Please convert the rows below into a JSON list of strings, with one string per line and blank lines omitted.

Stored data
= = = = = = =

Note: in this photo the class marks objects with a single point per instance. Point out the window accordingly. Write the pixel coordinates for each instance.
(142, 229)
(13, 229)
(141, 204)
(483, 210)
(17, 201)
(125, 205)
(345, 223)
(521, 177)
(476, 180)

= = = = = = =

● **SOLUTION FOR THIS PROBLEM**:
[
  "Note: in this photo the class marks objects with a single point per instance. Point out the window accordingly. Write the pixel coordinates for each instance.",
  "(142, 229)",
  "(13, 229)",
  "(141, 204)",
  "(483, 210)",
  "(17, 201)",
  "(125, 205)",
  "(345, 223)",
  "(521, 177)",
  "(476, 180)"
]